WORK TO BE COMPLETED
In the Seagal versus Tyson transcript below, translate this sentence into Spanish: "Sometimes plot is necessary for stringing together cool fights."

PASSAGE GIVEN
>> Begin
The transcript below is from the video “Steven Seagal vs Mike Tyson” by Brutal TV.

Brutal TV:

Steven Seagal versus Mike Tyson

Few things are as enjoyable and adrenalizing as martial arts or action films, whatever make and model. Sometimes plot is necessary for stringing together cool fights. Sometimes it’s as much of a pleasure as the cool fights. There’s nothing wrong with coasting along in anticipation of the next round of beatings but the best martial arts movies each fall under the second category, where story and suspense meets sterling choreography. But what if some of those Fighters you have seen on the big screen were up against each other for real? In this video, we are going to take a closer look at Steven Seagal and Mike Tyson and see who we think would win in a real fight.

But before we do this, remember to give us a thumbs up and a quick click on our subscribe button to get more videos like this one and support Brutal TV. Thanks. But for now, let’s go back to Seagal versus Tyson.

Brutal TV:

Steven Seagal

Let’s start by learning a bit about Steven Seagal.
>> End
DATA SECTION
>> Begin
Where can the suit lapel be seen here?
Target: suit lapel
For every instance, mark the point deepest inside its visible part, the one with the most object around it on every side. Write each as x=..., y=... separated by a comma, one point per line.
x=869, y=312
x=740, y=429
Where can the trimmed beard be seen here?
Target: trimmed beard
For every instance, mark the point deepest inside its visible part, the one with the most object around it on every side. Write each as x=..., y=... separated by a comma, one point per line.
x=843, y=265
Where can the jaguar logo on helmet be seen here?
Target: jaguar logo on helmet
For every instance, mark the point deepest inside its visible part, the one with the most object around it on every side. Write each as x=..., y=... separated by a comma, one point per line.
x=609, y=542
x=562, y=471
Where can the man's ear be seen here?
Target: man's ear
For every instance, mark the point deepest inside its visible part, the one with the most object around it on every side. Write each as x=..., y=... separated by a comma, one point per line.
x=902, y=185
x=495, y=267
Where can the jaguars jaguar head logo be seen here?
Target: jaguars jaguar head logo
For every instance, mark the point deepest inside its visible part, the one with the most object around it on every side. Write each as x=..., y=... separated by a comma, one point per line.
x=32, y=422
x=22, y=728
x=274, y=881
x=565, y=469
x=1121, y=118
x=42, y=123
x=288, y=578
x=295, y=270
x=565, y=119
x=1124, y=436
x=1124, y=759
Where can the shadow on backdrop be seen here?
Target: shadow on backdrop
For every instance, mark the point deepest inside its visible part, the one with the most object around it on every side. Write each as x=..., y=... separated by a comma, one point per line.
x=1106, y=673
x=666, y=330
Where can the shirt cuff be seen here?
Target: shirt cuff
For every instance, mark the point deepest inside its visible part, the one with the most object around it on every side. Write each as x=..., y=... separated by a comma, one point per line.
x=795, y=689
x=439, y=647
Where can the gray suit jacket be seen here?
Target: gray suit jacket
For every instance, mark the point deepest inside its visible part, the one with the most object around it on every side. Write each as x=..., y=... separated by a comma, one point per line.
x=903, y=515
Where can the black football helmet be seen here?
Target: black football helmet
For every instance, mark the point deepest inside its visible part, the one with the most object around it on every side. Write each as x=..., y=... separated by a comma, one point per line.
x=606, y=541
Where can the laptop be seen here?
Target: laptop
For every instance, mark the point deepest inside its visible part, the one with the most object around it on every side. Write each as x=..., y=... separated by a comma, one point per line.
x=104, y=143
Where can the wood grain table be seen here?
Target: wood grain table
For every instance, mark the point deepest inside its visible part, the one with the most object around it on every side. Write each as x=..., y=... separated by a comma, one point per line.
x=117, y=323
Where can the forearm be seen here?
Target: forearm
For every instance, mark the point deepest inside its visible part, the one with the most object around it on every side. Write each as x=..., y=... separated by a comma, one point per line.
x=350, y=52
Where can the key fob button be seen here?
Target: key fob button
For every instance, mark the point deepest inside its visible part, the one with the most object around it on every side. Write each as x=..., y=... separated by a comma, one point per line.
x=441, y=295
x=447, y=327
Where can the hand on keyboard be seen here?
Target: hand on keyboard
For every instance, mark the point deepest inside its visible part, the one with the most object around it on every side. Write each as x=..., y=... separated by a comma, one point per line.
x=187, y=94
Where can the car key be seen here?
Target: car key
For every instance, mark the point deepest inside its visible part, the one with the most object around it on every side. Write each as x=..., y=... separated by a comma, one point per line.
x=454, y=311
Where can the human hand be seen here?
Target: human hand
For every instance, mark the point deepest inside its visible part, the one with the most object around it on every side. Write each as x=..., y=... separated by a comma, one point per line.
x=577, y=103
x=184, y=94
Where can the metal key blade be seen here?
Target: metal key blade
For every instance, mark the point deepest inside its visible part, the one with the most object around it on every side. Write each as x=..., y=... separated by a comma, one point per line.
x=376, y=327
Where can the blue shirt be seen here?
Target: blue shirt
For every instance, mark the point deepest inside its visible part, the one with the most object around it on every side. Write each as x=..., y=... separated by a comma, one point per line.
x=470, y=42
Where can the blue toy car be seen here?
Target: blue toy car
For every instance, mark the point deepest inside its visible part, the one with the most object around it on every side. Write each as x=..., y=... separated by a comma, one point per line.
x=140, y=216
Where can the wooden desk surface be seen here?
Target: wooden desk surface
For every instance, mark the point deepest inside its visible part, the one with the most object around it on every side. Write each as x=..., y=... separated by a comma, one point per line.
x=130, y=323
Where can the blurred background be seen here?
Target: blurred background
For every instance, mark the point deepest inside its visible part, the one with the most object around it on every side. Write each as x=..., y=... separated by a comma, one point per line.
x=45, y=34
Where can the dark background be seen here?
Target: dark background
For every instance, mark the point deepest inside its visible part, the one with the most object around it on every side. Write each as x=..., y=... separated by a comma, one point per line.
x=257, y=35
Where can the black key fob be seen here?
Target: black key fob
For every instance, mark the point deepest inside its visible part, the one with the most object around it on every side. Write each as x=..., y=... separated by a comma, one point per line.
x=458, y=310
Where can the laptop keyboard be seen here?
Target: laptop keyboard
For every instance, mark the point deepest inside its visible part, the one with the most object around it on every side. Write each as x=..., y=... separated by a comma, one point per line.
>> End
EXERCISE RESULT
A veces la trama es necesaria para encadenar peleas geniales.